_Supplied data:_
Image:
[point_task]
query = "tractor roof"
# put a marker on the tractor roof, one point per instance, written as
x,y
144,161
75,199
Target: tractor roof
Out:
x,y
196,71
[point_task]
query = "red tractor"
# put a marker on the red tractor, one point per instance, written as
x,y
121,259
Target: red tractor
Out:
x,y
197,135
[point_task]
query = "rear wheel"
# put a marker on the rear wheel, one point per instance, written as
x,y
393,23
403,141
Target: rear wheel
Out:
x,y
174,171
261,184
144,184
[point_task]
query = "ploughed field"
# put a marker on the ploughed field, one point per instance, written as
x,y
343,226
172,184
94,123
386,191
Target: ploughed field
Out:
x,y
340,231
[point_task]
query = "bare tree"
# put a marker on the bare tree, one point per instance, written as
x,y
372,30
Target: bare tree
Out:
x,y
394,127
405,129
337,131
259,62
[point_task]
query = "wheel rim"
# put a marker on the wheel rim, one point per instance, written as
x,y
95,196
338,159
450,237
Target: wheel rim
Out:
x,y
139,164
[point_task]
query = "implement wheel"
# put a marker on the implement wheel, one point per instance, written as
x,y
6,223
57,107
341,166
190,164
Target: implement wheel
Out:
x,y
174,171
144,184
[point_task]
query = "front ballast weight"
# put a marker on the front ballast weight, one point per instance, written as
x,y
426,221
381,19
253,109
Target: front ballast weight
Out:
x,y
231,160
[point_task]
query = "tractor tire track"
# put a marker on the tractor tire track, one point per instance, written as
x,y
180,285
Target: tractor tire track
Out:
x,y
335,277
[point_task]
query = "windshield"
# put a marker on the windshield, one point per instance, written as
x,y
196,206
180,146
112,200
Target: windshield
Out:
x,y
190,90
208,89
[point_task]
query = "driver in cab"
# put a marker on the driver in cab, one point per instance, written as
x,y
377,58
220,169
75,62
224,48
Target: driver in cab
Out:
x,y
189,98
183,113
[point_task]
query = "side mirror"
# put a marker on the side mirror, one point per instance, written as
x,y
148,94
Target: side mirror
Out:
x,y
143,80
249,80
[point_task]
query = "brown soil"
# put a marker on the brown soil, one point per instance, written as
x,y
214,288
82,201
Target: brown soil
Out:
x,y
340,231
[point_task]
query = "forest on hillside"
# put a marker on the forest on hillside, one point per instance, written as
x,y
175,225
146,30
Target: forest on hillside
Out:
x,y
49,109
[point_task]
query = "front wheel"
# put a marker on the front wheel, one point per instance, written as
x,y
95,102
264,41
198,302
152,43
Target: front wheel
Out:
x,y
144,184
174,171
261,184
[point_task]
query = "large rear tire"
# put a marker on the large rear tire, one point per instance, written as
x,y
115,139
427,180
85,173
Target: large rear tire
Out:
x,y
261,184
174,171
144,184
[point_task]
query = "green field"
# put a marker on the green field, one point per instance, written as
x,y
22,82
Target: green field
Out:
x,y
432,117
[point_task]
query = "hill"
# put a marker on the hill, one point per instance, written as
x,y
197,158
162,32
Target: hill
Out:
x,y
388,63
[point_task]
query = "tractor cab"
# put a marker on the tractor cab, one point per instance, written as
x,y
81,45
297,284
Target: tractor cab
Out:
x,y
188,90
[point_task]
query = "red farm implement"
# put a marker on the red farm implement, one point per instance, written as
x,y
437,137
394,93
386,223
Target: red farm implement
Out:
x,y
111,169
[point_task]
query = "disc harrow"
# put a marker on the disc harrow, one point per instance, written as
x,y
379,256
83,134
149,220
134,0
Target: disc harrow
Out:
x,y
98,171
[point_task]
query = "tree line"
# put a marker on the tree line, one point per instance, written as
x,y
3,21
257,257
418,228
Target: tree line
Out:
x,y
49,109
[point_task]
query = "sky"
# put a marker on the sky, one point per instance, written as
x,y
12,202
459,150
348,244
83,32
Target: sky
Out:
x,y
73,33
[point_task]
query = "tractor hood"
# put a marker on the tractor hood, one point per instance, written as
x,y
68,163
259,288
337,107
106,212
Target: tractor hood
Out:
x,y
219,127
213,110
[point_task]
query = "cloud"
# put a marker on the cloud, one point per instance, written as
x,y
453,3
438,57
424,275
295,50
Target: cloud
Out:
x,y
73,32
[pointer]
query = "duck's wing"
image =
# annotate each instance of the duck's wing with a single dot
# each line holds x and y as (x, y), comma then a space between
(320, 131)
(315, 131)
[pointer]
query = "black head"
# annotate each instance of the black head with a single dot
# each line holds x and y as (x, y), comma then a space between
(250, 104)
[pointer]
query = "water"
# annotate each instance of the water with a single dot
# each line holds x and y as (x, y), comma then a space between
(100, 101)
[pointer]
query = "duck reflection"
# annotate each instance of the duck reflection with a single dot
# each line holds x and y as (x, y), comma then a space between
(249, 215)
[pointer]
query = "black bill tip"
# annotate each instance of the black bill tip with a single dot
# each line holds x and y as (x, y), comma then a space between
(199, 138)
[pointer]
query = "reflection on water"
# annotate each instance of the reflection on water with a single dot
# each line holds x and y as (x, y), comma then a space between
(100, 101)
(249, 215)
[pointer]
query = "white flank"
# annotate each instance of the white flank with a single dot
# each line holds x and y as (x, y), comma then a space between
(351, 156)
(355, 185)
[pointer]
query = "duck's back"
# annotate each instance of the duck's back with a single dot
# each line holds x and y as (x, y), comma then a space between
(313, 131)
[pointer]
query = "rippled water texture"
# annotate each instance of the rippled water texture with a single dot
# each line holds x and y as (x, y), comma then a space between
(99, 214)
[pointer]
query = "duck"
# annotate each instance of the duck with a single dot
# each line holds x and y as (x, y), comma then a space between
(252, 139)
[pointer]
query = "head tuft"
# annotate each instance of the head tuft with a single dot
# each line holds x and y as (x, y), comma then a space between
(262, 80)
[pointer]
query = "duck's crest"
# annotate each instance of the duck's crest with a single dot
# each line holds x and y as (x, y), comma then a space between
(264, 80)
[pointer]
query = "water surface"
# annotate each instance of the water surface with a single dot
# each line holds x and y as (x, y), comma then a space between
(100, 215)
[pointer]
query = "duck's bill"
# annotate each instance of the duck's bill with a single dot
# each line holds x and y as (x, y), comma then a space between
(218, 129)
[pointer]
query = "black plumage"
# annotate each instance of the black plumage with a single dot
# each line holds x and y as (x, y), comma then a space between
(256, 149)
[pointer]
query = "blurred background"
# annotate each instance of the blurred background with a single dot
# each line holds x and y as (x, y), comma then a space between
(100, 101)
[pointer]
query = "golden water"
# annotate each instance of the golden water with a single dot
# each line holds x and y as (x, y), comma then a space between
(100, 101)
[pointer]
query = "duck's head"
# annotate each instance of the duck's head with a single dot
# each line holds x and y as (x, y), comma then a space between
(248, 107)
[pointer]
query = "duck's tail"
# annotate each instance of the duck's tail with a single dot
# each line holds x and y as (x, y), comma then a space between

_What you will do:_
Give the listing again in its entirety, exactly as written.

_Result for this exercise:_
Image:
[point_task]
query = "tractor roof"
# put a marker on the tractor roof, one point per instance, written as
x,y
144,161
75,199
Target: tractor roof
Out:
x,y
196,71
[point_task]
query = "red tractor"
# put a marker on the red tractor, one point per instance, written as
x,y
121,259
Target: red tractor
Out:
x,y
197,135
[point_task]
query = "rear wheel"
# put a marker on the rear wheel, one point per instance, written as
x,y
393,23
403,141
Target: rear wheel
Out:
x,y
174,171
261,184
144,184
[point_task]
query = "ploughed field"
# put a marker on the ploughed field, one point per instance, written as
x,y
343,226
172,184
94,123
386,191
Target: ploughed field
Out:
x,y
340,231
[point_task]
query = "bare tree"
# put a marker on the bare tree, one point per instance, written as
x,y
372,30
Target: bare tree
Out:
x,y
394,127
405,129
337,131
259,62
[point_task]
query = "wheel rim"
# put a marker on the wheel rim, one point per instance, written as
x,y
95,196
338,159
450,237
Target: wheel rim
Out:
x,y
139,164
[point_task]
query = "implement wheel"
# put a marker on the implement wheel, one point per instance, written as
x,y
6,223
57,107
341,166
190,164
Target: implement wheel
Out:
x,y
174,171
144,184
[point_task]
query = "front ballast weight"
# put a marker on the front ballast weight, one point per instance, written as
x,y
426,221
381,19
253,109
Target: front ballast weight
Out:
x,y
231,160
[point_task]
query = "tractor tire track"
# put a marker on the tractor tire track, one point per instance, written as
x,y
180,285
Target: tractor tire track
Out:
x,y
335,277
[point_task]
query = "windshield"
# put a marker on the windshield, one point per instance, written as
x,y
196,206
180,146
112,200
Target: windshield
Out:
x,y
190,90
208,89
[point_task]
query = "driver in cab"
# put a marker on the driver in cab, one point per instance, written as
x,y
377,58
220,169
75,62
224,48
Target: driver in cab
Out:
x,y
189,98
183,113
[point_task]
query = "side mirror"
# put a marker on the side mirror, one point per instance, written as
x,y
148,94
Target: side mirror
Out:
x,y
143,80
249,80
[point_task]
query = "brown soil"
# put a marker on the brown soil, one point per instance, written as
x,y
214,288
82,201
Target: brown soil
Out:
x,y
340,231
[point_task]
query = "forest on hillside"
# put a marker on the forest on hillside, one point per instance, written as
x,y
175,225
146,30
Target: forest on hillside
Out:
x,y
49,109
[point_task]
query = "front wheel"
# put a marker on the front wheel, one point per instance, written as
x,y
95,102
264,41
198,302
152,43
Target: front wheel
Out:
x,y
144,184
174,171
261,184
[point_task]
query = "large rear tire"
# put a marker on the large rear tire, one point per instance, written as
x,y
115,139
427,180
85,173
Target: large rear tire
Out:
x,y
261,184
174,171
144,184
[point_task]
query = "green field"
# put a marker on the green field, one point per instance, written as
x,y
22,82
Target: green field
Out:
x,y
432,117
[point_task]
query = "hill"
# put a marker on the hill, one point per instance, written as
x,y
197,158
162,32
Target: hill
Out:
x,y
388,63
[point_task]
query = "tractor cab"
# put a marker on the tractor cab, one point per instance, written as
x,y
81,45
297,284
Target: tractor cab
Out:
x,y
188,90
[point_task]
query = "red farm implement"
# put a marker on the red farm implement, one point per instance, written as
x,y
437,137
394,93
386,223
Target: red farm implement
Out:
x,y
111,169
[point_task]
query = "disc harrow"
# put a marker on the disc harrow, one point per instance, written as
x,y
379,256
83,134
149,220
134,0
Target: disc harrow
Out:
x,y
98,171
[point_task]
query = "tree line"
# put a marker on the tree line, one point per instance, written as
x,y
3,21
257,257
418,228
Target: tree line
Out:
x,y
49,109
[point_task]
query = "sky"
# put a marker on the sky, one point per instance, written as
x,y
12,202
459,150
348,244
83,32
Target: sky
Out:
x,y
73,33
[point_task]
query = "tractor hood"
# put a marker on the tractor hood, one point per instance, written as
x,y
68,163
259,288
337,107
106,212
Target: tractor hood
Out:
x,y
219,127
213,110
[point_task]
query = "cloud"
# put a marker on the cloud, one point per instance, written as
x,y
453,3
438,57
424,275
295,50
Target: cloud
Out:
x,y
73,32
[pointer]
query = "duck's wing"
image =
# annotate each instance of the duck's wing with a single dot
# each line holds x and y as (x, y), comma then a space between
(320, 131)
(315, 131)
[pointer]
query = "black head"
# annotate each instance of the black head with a single dot
# each line holds x and y as (x, y), comma then a space between
(250, 104)
[pointer]
query = "water"
# annotate each instance of the water with a single dot
# each line holds x and y as (x, y), comma then a space between
(100, 101)
[pointer]
query = "duck reflection"
# annotate each instance of the duck reflection with a single dot
# each line holds x and y as (x, y), comma then a space between
(249, 215)
[pointer]
query = "black bill tip"
# annotate each instance of the black bill tip with a single dot
# each line holds x and y as (x, y), comma then a space between
(199, 138)
[pointer]
query = "reflection on water"
# annotate each instance of the reflection on water with a single dot
# each line holds x and y as (x, y), comma then a space between
(100, 101)
(249, 215)
[pointer]
query = "white flank"
# annotate each instance of the white flank with a single dot
# each line holds x and y as (x, y), comma then a space between
(351, 156)
(355, 185)
[pointer]
query = "duck's back"
# annotate each instance of the duck's back with a single dot
# each line holds x and y as (x, y), comma then a space between
(313, 131)
[pointer]
query = "rippled water texture"
# annotate each instance of the rippled water texture with a single dot
# each line holds x and y as (x, y), comma then a space between
(99, 214)
[pointer]
query = "duck"
# annotate each instance of the duck with a single dot
# each line holds x and y as (x, y), comma then a space between
(252, 139)
[pointer]
query = "head tuft"
# annotate each instance of the head tuft with a single dot
# each line holds x and y as (x, y), comma then a space between
(262, 80)
[pointer]
query = "duck's crest"
# annotate each instance of the duck's crest with a single dot
# each line holds x and y as (x, y), comma then a space between
(264, 80)
[pointer]
query = "water surface"
# annotate each instance of the water surface with a single dot
# each line holds x and y as (x, y), comma then a space between
(100, 215)
[pointer]
query = "duck's bill"
# annotate each instance of the duck's bill with a single dot
# each line holds x and y as (x, y), comma then a space between
(218, 129)
[pointer]
query = "black plumage"
# annotate each instance of the black plumage with a single dot
# each line holds x and y as (x, y), comma then a space between
(256, 149)
[pointer]
query = "blurred background"
# annotate each instance of the blurred background with a single dot
# each line holds x and y as (x, y), comma then a space between
(100, 101)
[pointer]
query = "golden water"
# annotate each instance of the golden water with a single dot
# each line holds x and y as (x, y), comma then a space between
(100, 101)
[pointer]
query = "duck's head"
# annotate each instance of the duck's head with a single dot
# each line holds x and y as (x, y), comma then a space between
(248, 107)
[pointer]
query = "duck's tail"
# annotate each instance of the duck's tail with a single dot
# each line holds x and y as (x, y), comma then a space between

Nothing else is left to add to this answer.